→ Exercise requirements: Write out again, please, the records below from the first line to the line holding "[locate] the green water", inclusive, and nothing else.
*** Opening Provided data ***
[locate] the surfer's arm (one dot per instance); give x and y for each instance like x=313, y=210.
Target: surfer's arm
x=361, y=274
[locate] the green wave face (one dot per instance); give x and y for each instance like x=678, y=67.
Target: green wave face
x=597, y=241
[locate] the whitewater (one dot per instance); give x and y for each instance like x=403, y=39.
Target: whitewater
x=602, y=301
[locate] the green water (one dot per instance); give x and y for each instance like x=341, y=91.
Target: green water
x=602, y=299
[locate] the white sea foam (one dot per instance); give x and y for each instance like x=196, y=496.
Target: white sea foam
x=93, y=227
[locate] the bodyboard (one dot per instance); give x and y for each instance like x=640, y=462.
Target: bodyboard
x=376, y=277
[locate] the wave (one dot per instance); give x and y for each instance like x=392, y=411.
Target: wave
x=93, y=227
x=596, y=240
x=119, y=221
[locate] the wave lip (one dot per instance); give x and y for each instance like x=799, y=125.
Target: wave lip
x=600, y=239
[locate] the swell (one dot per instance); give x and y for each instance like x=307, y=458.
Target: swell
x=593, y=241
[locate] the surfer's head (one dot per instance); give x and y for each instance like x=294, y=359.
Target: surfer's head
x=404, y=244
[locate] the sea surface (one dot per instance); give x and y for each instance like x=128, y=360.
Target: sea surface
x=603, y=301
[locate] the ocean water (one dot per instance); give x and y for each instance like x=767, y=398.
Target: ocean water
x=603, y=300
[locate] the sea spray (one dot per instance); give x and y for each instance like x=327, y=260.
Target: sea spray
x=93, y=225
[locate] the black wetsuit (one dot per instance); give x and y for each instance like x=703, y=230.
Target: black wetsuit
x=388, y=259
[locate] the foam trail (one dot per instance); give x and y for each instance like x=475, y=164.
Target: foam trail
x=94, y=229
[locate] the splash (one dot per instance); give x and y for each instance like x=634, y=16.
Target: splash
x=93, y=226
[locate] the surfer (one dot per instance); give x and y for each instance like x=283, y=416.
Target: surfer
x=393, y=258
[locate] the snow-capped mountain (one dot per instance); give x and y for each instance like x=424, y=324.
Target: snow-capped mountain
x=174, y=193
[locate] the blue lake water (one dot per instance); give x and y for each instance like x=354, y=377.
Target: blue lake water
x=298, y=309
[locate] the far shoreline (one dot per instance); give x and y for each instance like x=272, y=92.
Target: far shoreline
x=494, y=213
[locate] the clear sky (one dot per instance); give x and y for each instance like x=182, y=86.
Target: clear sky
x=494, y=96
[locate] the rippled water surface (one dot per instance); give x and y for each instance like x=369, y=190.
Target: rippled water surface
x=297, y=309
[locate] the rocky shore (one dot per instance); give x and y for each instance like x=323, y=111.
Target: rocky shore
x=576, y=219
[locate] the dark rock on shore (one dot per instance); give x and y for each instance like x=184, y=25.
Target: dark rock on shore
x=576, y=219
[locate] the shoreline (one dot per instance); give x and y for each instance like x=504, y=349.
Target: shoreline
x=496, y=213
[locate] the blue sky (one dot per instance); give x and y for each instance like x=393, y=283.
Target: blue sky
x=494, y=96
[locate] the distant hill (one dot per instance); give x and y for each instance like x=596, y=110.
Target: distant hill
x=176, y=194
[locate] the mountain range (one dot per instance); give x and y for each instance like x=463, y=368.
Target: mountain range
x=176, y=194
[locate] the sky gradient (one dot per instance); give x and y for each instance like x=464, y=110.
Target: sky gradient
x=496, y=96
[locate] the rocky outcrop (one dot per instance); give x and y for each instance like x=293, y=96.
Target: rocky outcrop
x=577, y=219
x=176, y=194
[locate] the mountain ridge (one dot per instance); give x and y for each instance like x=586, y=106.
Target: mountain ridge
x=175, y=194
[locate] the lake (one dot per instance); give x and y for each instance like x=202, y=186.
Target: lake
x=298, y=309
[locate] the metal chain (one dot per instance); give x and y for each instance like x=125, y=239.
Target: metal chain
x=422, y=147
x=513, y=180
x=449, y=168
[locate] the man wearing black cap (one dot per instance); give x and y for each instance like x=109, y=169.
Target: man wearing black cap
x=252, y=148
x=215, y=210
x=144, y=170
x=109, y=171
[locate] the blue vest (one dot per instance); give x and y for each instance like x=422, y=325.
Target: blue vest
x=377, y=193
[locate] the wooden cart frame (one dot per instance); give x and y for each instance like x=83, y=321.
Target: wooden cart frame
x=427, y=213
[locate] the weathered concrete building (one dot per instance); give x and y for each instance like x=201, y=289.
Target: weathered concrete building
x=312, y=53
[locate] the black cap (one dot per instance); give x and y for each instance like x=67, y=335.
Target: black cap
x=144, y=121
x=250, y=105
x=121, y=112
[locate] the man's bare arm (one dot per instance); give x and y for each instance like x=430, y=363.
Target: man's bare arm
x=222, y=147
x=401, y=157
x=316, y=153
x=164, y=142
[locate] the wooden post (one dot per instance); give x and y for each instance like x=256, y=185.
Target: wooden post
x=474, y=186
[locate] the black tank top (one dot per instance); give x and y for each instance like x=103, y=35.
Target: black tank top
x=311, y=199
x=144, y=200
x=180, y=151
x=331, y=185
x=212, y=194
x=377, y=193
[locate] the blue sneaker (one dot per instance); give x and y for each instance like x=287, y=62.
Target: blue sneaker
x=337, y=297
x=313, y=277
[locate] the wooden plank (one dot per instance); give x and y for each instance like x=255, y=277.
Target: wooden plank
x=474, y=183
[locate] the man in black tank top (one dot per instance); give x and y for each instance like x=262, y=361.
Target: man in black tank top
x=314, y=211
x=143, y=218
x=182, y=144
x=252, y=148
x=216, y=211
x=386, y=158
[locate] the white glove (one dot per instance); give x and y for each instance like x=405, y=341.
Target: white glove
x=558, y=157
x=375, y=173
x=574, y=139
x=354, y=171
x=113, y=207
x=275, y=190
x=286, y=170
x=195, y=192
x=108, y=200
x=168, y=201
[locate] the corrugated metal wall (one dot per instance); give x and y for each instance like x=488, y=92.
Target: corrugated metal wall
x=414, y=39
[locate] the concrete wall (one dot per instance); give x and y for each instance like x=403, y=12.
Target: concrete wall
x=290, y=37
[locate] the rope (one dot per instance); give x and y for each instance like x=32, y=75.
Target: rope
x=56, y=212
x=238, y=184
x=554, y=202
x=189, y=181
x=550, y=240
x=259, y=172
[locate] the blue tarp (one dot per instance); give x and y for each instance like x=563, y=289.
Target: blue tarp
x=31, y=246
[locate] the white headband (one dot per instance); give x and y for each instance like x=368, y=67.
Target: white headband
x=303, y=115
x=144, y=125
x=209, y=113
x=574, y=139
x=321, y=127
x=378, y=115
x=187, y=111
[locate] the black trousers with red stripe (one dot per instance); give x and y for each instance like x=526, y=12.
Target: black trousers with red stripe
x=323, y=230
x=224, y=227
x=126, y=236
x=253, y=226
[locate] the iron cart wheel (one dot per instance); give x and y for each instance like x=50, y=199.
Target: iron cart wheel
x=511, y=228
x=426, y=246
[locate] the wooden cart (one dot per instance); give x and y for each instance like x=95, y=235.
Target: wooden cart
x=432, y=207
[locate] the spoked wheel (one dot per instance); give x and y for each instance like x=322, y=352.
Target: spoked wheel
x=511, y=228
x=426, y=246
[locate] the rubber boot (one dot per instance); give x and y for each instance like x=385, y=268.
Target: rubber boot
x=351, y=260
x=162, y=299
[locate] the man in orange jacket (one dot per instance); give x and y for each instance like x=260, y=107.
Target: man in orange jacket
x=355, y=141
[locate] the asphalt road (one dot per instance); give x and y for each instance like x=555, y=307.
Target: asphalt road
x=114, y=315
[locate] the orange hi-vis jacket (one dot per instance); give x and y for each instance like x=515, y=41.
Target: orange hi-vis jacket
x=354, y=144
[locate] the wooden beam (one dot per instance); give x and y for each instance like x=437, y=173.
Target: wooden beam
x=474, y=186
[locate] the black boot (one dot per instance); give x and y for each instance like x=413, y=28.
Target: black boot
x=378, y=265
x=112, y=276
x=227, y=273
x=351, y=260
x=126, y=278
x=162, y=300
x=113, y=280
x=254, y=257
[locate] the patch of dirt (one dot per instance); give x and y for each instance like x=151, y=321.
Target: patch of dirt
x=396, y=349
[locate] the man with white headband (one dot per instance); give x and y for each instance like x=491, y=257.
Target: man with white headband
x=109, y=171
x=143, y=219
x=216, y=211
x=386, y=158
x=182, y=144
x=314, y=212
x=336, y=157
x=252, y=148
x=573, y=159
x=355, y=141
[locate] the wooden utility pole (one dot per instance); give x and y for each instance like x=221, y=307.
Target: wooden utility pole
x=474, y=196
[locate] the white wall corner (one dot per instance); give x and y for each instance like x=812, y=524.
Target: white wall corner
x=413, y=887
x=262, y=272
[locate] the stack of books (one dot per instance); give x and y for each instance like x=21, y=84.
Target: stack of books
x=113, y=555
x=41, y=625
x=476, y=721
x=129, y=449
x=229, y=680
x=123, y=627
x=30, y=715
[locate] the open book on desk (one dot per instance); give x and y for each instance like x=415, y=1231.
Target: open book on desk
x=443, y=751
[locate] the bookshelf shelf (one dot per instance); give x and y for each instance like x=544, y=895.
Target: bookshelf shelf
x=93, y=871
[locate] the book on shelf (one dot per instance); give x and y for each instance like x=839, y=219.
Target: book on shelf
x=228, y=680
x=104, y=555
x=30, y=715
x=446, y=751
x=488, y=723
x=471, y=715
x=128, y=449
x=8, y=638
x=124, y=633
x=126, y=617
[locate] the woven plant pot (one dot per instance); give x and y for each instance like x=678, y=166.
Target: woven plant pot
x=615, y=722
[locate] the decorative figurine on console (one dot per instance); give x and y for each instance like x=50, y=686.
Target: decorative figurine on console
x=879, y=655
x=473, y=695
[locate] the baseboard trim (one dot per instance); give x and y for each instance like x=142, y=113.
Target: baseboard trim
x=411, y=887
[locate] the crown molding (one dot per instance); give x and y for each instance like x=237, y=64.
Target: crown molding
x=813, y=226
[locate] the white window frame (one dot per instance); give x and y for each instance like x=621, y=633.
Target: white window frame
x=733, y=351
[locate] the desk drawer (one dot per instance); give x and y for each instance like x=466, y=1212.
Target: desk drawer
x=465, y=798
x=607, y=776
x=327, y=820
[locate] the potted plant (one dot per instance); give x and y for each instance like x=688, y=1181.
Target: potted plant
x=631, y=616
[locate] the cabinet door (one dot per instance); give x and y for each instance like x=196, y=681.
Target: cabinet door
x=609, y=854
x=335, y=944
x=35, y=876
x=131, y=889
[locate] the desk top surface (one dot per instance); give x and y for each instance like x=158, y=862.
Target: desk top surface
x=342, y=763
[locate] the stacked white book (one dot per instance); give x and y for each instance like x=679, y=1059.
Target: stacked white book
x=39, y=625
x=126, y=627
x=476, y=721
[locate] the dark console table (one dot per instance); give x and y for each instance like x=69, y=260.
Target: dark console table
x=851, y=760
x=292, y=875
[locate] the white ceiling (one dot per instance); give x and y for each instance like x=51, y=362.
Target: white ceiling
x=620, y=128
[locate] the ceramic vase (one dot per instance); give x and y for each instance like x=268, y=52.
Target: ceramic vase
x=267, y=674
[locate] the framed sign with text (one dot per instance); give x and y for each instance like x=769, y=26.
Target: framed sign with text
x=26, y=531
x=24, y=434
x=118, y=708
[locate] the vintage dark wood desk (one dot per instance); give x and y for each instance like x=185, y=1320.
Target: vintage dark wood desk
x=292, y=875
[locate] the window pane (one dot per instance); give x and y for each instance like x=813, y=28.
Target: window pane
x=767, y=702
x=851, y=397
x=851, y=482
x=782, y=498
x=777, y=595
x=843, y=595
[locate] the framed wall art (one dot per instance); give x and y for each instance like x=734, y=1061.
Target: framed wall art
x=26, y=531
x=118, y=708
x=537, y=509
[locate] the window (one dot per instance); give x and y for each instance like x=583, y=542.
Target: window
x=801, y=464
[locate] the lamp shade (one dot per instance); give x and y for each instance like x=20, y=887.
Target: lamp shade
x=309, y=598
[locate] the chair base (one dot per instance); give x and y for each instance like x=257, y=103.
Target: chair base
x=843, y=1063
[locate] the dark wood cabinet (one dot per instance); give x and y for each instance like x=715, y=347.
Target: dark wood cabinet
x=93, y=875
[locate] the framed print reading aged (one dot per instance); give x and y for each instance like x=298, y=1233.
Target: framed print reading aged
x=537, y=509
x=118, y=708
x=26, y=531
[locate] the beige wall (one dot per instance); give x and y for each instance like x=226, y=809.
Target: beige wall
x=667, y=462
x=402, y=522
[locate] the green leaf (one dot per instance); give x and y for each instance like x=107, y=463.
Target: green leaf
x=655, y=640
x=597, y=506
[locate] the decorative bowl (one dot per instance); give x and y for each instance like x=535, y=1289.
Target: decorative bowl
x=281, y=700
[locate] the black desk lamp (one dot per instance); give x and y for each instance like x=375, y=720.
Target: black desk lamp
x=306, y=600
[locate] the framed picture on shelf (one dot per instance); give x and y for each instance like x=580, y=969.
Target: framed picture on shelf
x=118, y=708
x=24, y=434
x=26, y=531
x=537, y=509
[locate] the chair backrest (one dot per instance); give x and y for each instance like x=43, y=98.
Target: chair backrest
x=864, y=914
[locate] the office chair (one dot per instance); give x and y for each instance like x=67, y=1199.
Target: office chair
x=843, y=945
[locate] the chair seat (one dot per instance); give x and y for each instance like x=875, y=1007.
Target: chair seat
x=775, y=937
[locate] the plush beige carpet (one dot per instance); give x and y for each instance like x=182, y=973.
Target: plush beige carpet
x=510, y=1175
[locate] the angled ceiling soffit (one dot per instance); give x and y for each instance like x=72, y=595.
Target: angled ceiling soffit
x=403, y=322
*** Closing Provided data ***
→ Written solution:
[locate] the surfer's arm (one dot per instance); give x and y for each instance like x=313, y=210.
Target: surfer's arm
x=361, y=274
[locate] the green wave face (one dot per instance); give x and y for each instance like x=678, y=67.
Target: green wave face
x=597, y=241
[locate] the whitewater (one dot per instance); give x and y for each instance like x=403, y=39.
Target: whitewater
x=602, y=301
[locate] the green water (one dot per instance); give x and y for each instance like x=341, y=91.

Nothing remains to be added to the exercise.